§ Passage given
#####
About 20 minutes in, Jonathan Wood, Stephen's graduate assistant, explains, "Stephen's speed of communication has very gradually slowed down. A few years ago, he was still able to use his hand-switch and able to communicate by clicking this switch on his wheelchair. When he wasn't able to do that anymore, we switched over to a switch that he'd mounted on his cheek. But with him slowing down with that, we've approached his sponsors, so they've been looking into facial recognition."

An Intel technician follows: "This is a high-speed camera which will allow us to see verifying details on the facial expressions, and this will help us to improve the rate of your speech and input."

Then Stephen Hawking: "I have had to learn to live with my slow rate of communication. I can only write by flinching my cheek muscle to move the cursor on my computer. One day I fear this muscle will fail. But I would like to be able to speak more quickly.... I am hoping this current generation of software experts can harness what little movement I have left in my face, and turn it into faster communication."

This intriguing and dramatic arms race (face race?) has Intel's best and brightest looking for ever more sensitive sensors and new techniques to give the physicist better ways to control his computer.
Cathy Hutchinson drinks from a bottle using the DLR robotic arm (Photos: Nature)
It even has one American scientist investigating a means by which Hawking may one day be able to "write" directly from his brain, bypassing the facial muscle altogether. As the BBC reports, "In 2011, he allowed Prof Philip Low to scan his brain using the iBrain device... a headset that records brain waves through EEG (electroencephalograph) readings – electrical activity recorded from the user's scalp."
#####
§ Data lines
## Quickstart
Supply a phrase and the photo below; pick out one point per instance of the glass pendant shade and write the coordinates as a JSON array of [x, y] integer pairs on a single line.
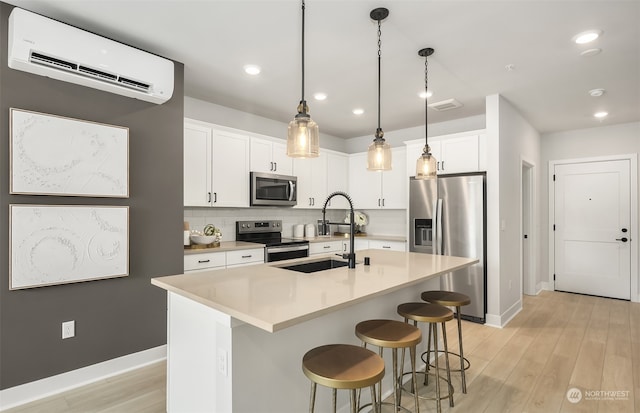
#####
Please resume the passage on Stephen Hawking's communication technology, picking up right after its final sentence.

§ Written answer
Last month's issue of National Geographic described similar explorations at Brown University, where Cathy Hutchinson maneuvered a neurally-controlled robot hand to drink a cinnamon latte.

Next stop: hoisting a brewski with the Canadarm?

You think we're joking, but the Hawking documentary ends with a delightful sequence in which Richard Branson of Virgin Galactic suggests that the best astronaut might be a man whose mind has never been bound by the gravity that holds his body:

"I just couldn't think of anybody in the world that we'd rather send to space than Stephen Hawking. And, you know, we haven't offered anybody a free ticket, but it was the one person in the world that we felt, 'We'd love to invite you to space.' And it was incredible when he accepted. I went up and saw him that day, and he told me to hurry up and get the spaceship built because he wasn't going to live forever. Hopefully next year, we'll take him up. I think that he feels that if he goes into space personally, he can lead the way."